**Zadanie pisemne:**
Podaj wyłącznie liczbę wierszy materiału poniżej, w których występuje słowo „image”.

**Fragmenty materiału:**
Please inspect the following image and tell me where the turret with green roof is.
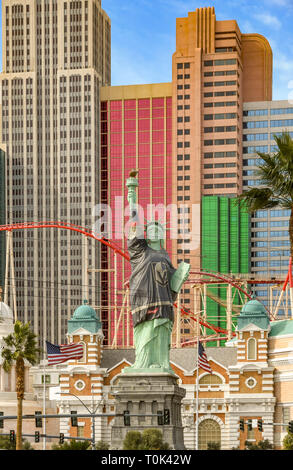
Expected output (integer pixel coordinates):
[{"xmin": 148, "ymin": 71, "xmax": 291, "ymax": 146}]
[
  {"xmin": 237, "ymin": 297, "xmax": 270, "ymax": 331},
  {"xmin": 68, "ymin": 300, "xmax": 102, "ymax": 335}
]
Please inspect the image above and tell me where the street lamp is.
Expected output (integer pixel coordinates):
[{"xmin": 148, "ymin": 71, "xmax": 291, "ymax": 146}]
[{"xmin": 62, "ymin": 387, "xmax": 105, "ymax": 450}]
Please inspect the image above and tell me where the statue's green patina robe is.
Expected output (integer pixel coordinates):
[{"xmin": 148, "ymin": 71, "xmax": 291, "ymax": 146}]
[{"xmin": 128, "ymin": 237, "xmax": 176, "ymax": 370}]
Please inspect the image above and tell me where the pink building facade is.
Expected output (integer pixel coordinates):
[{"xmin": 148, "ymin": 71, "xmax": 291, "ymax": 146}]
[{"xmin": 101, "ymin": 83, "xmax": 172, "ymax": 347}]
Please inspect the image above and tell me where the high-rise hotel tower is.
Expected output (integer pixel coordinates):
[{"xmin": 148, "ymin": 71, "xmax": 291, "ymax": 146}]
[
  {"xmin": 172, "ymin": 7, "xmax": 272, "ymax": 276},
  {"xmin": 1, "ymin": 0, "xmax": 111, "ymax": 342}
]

---

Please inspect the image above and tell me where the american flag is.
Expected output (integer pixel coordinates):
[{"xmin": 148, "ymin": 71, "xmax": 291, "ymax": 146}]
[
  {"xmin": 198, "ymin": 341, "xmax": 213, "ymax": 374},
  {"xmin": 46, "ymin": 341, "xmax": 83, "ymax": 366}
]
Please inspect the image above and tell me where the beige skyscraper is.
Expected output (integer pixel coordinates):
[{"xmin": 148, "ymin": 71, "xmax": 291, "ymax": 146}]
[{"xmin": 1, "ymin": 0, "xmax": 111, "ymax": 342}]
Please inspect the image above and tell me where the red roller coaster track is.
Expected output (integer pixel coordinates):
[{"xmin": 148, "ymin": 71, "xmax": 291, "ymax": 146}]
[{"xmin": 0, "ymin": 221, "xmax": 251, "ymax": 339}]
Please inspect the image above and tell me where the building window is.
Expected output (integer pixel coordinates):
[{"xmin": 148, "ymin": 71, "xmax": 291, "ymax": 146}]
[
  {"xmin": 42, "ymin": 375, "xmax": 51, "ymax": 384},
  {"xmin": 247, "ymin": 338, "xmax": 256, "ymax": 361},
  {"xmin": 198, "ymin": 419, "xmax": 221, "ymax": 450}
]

**Odpowiedź do ćwiczenia:**
9